### YOUR GOAL
Write out every item below line for line, with no changes, and leave the pictures out.

--- GIVEN RECORDS ---

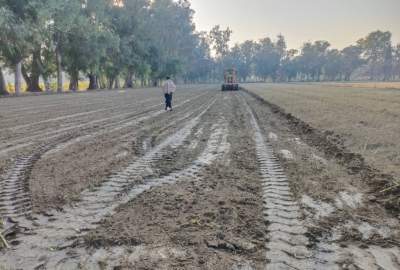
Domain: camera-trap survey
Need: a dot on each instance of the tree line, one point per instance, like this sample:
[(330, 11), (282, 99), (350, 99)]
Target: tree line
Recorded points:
[(104, 41), (109, 42), (371, 58)]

---

### FINISHED TASK
Domain: camera-trap survey
Need: a dot on each instance of the tree line, one point per instance, like this sample:
[(330, 11), (282, 99), (350, 99)]
Target: tree line
Recorded points:
[(104, 41), (109, 42), (371, 58)]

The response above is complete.